Exercise brief:
An exact copy of the data is required. No picture may appear in it.
*** Extracted entries ***
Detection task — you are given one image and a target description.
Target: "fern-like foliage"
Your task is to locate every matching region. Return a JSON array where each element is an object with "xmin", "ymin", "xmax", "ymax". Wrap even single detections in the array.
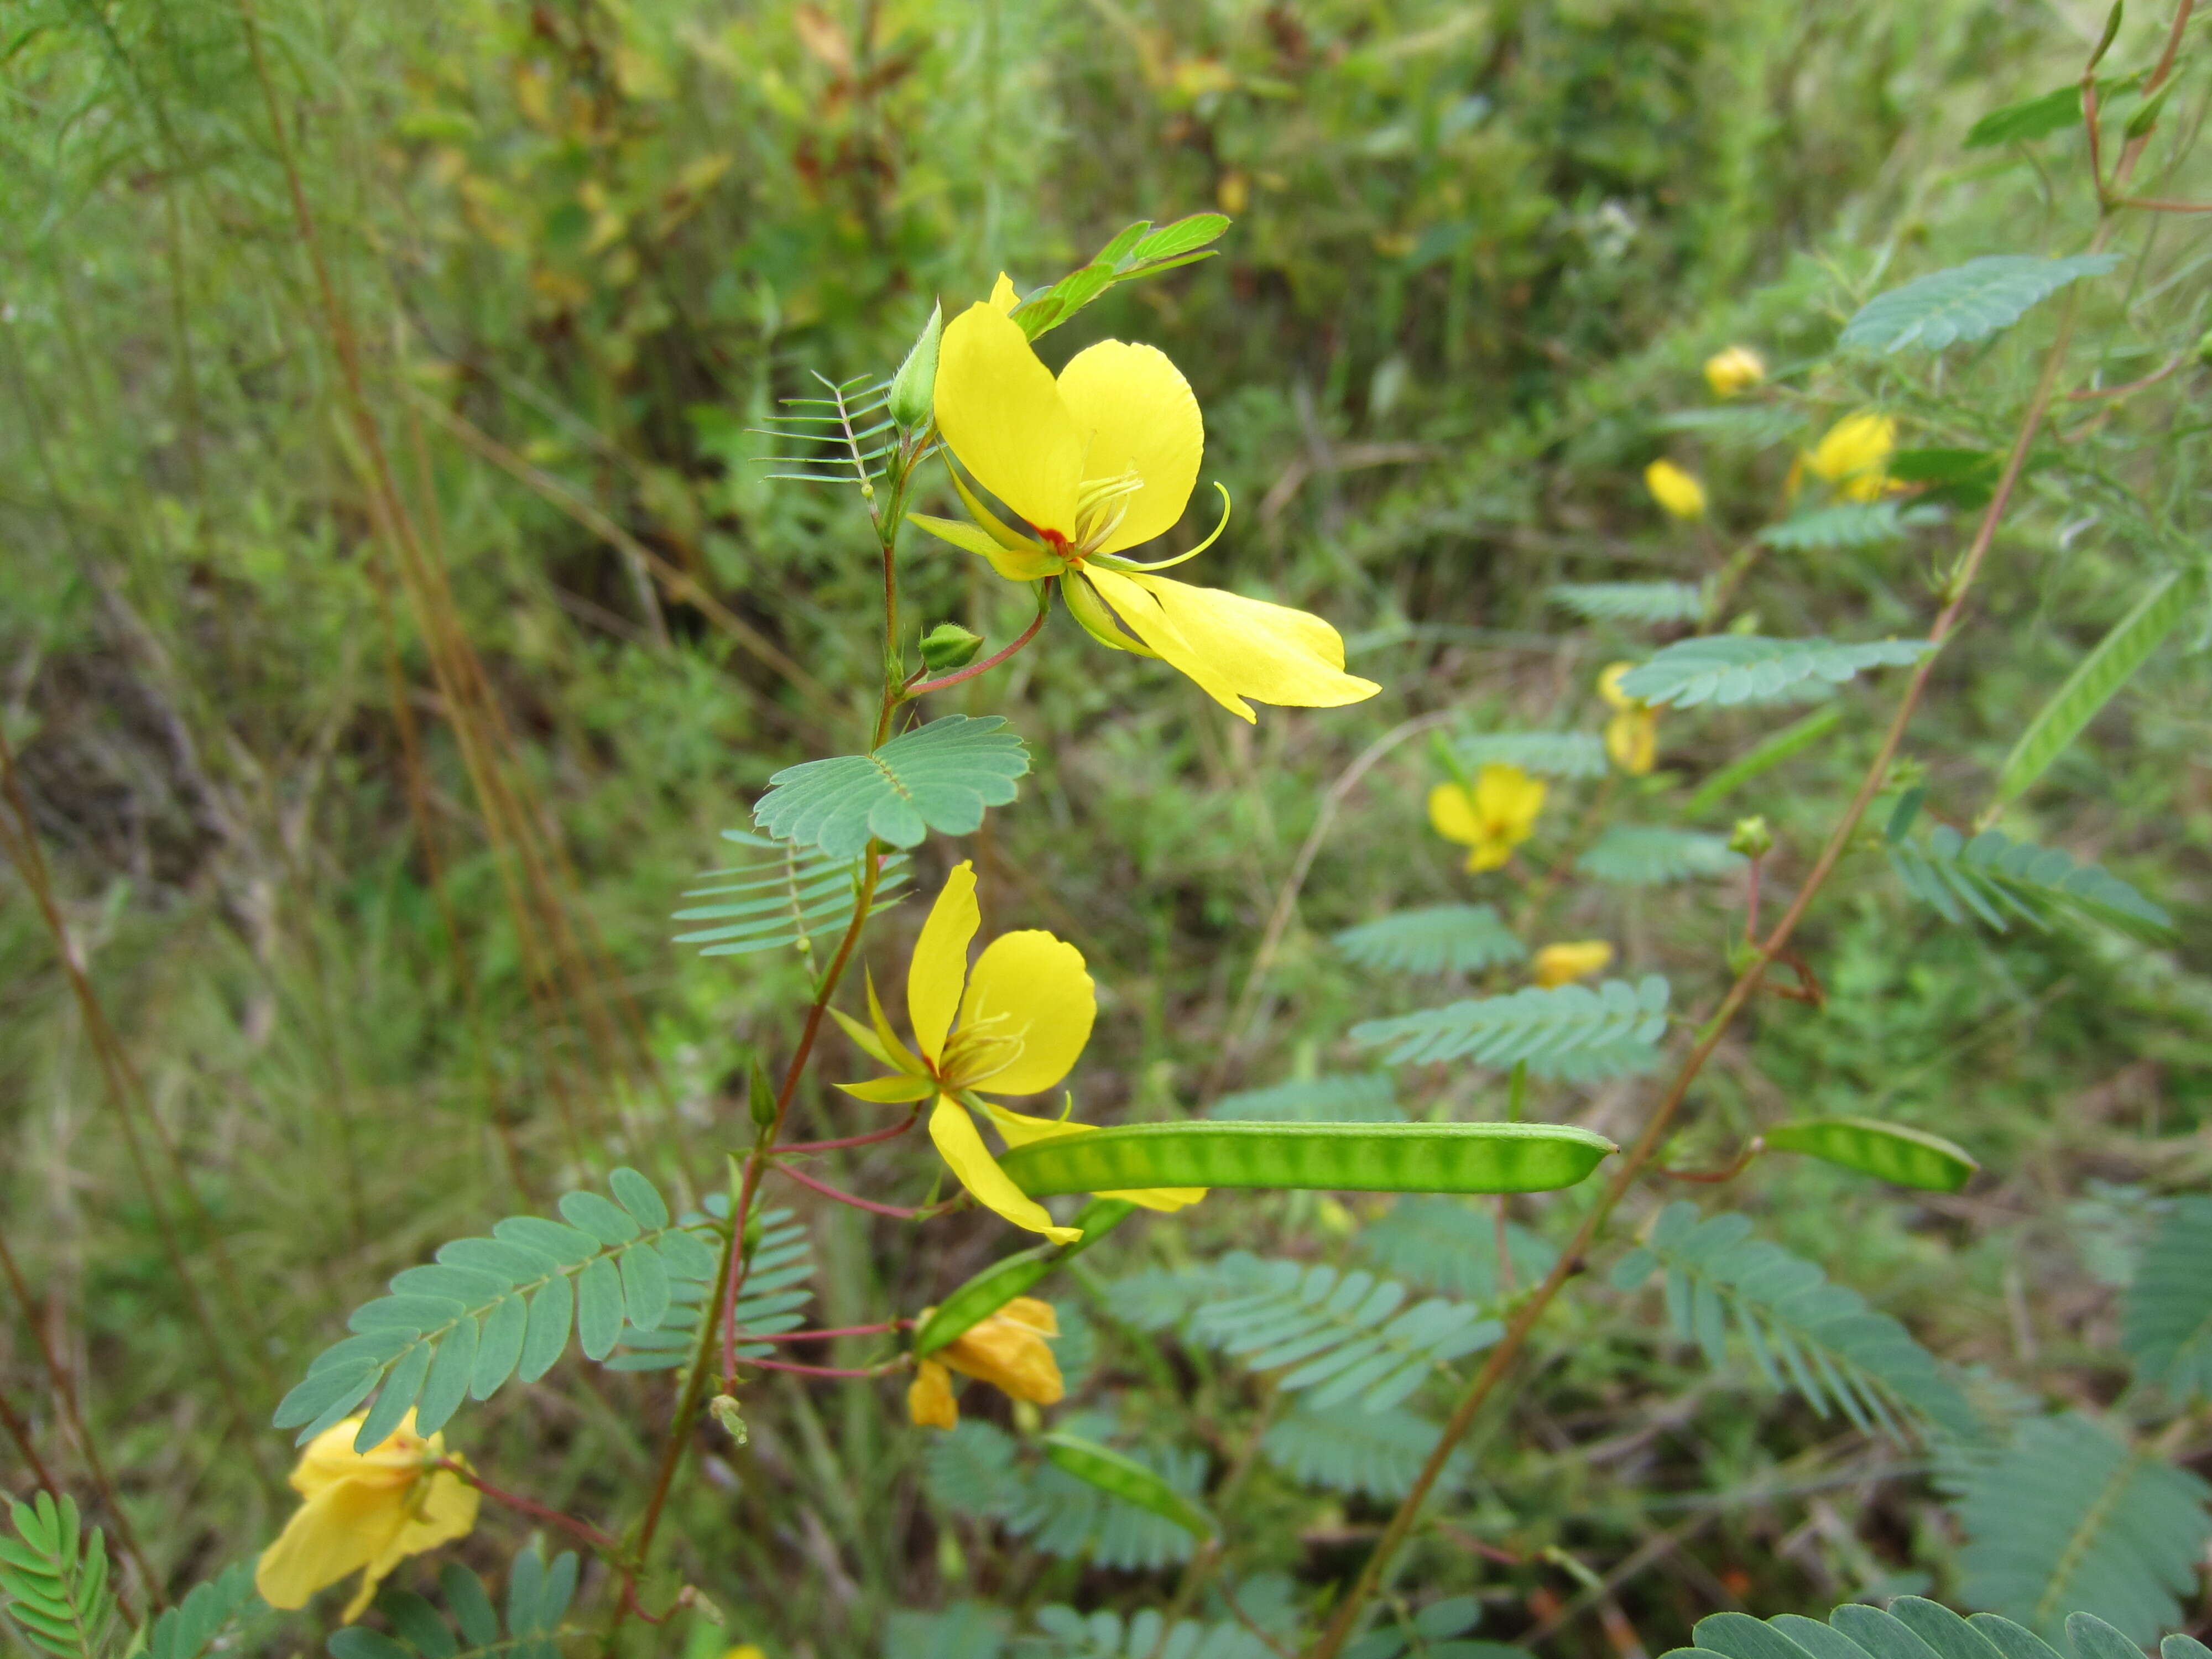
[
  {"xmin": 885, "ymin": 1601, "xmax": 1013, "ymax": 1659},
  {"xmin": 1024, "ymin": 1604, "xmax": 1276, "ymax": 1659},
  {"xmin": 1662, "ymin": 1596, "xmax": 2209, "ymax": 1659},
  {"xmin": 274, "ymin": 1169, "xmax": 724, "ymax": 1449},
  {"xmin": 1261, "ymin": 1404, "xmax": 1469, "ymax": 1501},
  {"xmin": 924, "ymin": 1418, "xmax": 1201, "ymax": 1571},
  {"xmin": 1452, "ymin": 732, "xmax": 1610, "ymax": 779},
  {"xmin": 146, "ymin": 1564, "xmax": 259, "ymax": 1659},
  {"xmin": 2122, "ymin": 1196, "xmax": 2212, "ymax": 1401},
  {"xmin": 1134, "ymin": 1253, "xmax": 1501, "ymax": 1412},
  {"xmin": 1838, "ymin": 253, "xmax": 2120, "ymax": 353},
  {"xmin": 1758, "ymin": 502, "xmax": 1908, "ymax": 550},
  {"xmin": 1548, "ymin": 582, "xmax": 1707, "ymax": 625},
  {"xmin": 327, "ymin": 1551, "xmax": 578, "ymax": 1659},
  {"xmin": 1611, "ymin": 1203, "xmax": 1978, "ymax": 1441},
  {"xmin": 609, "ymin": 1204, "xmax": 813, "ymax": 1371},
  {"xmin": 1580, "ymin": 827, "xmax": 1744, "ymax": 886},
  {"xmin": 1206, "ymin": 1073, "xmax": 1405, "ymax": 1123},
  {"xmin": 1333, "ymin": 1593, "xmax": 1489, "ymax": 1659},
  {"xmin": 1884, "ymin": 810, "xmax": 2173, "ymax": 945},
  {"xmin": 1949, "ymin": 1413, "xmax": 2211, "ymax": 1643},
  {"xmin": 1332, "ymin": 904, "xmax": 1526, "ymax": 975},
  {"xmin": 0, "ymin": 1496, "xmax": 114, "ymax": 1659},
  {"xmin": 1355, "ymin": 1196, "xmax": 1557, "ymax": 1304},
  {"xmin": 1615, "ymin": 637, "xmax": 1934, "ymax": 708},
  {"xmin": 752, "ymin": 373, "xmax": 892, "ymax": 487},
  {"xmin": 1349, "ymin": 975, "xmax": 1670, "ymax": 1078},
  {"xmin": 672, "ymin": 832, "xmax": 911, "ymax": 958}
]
***
Output for this task:
Detection task — you are given one image and a target description.
Target: "fern-like foliage"
Your task is to locate every matching region. Return a JSON array where each element is an object with "xmin", "ymin", "xmax", "ymax". Wrap even single detections in the array.
[
  {"xmin": 885, "ymin": 1601, "xmax": 1013, "ymax": 1659},
  {"xmin": 1024, "ymin": 1604, "xmax": 1276, "ymax": 1659},
  {"xmin": 1662, "ymin": 1596, "xmax": 2209, "ymax": 1659},
  {"xmin": 274, "ymin": 1169, "xmax": 724, "ymax": 1449},
  {"xmin": 1261, "ymin": 1404, "xmax": 1469, "ymax": 1501},
  {"xmin": 924, "ymin": 1418, "xmax": 1201, "ymax": 1571},
  {"xmin": 1452, "ymin": 732, "xmax": 1610, "ymax": 779},
  {"xmin": 146, "ymin": 1564, "xmax": 259, "ymax": 1659},
  {"xmin": 2122, "ymin": 1196, "xmax": 2212, "ymax": 1401},
  {"xmin": 1134, "ymin": 1253, "xmax": 1501, "ymax": 1412},
  {"xmin": 1838, "ymin": 253, "xmax": 2120, "ymax": 353},
  {"xmin": 1758, "ymin": 502, "xmax": 1908, "ymax": 550},
  {"xmin": 1548, "ymin": 582, "xmax": 1707, "ymax": 625},
  {"xmin": 327, "ymin": 1551, "xmax": 578, "ymax": 1659},
  {"xmin": 1611, "ymin": 1203, "xmax": 1978, "ymax": 1441},
  {"xmin": 609, "ymin": 1204, "xmax": 813, "ymax": 1371},
  {"xmin": 1580, "ymin": 827, "xmax": 1744, "ymax": 886},
  {"xmin": 1206, "ymin": 1073, "xmax": 1405, "ymax": 1123},
  {"xmin": 1333, "ymin": 1593, "xmax": 1489, "ymax": 1659},
  {"xmin": 1884, "ymin": 810, "xmax": 2173, "ymax": 945},
  {"xmin": 1949, "ymin": 1413, "xmax": 2211, "ymax": 1643},
  {"xmin": 1332, "ymin": 904, "xmax": 1526, "ymax": 975},
  {"xmin": 0, "ymin": 1496, "xmax": 114, "ymax": 1659},
  {"xmin": 1355, "ymin": 1196, "xmax": 1557, "ymax": 1304},
  {"xmin": 1615, "ymin": 637, "xmax": 1934, "ymax": 708},
  {"xmin": 752, "ymin": 373, "xmax": 892, "ymax": 487},
  {"xmin": 1349, "ymin": 975, "xmax": 1670, "ymax": 1078},
  {"xmin": 672, "ymin": 832, "xmax": 911, "ymax": 958}
]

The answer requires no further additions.